Supplied data
— start —

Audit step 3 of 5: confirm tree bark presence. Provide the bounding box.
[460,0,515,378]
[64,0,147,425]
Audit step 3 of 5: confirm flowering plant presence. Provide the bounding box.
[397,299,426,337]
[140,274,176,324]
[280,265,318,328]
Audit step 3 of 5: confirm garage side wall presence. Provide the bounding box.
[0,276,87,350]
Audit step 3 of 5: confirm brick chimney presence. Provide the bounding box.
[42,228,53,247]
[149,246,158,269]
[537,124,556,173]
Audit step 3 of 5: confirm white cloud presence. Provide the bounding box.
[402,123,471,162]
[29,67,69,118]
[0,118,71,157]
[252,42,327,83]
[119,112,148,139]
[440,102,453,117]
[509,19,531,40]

— end —

What the task requires
Rewrite the lines above, substituting "enclosing rectangle" for each occurrence of "bounding box" and leaving everything else unchanged.

Task solution
Audit step 3 of 5: confirm tree bark presence. Provide the enclosing rectangle.
[460,0,515,378]
[64,0,147,425]
Audit step 3 of 5: confirm flowering plant presence. Provide the enclosing rectangle.
[397,299,426,337]
[140,274,176,324]
[280,265,318,328]
Audit step 3 of 5: confirm garage side wall presence. Provide the enclosing rectangle.
[0,276,87,350]
Audit step 3 of 5: confirm brick chimney presence. Provide the enclosing rectangle.
[42,228,53,247]
[149,246,158,269]
[537,124,556,173]
Audit step 3 of 5: confirm white cloud presence. Provide the enclosing rectangle.
[402,123,471,162]
[29,67,69,118]
[0,118,71,157]
[252,42,327,83]
[119,112,148,139]
[440,102,453,117]
[509,19,531,40]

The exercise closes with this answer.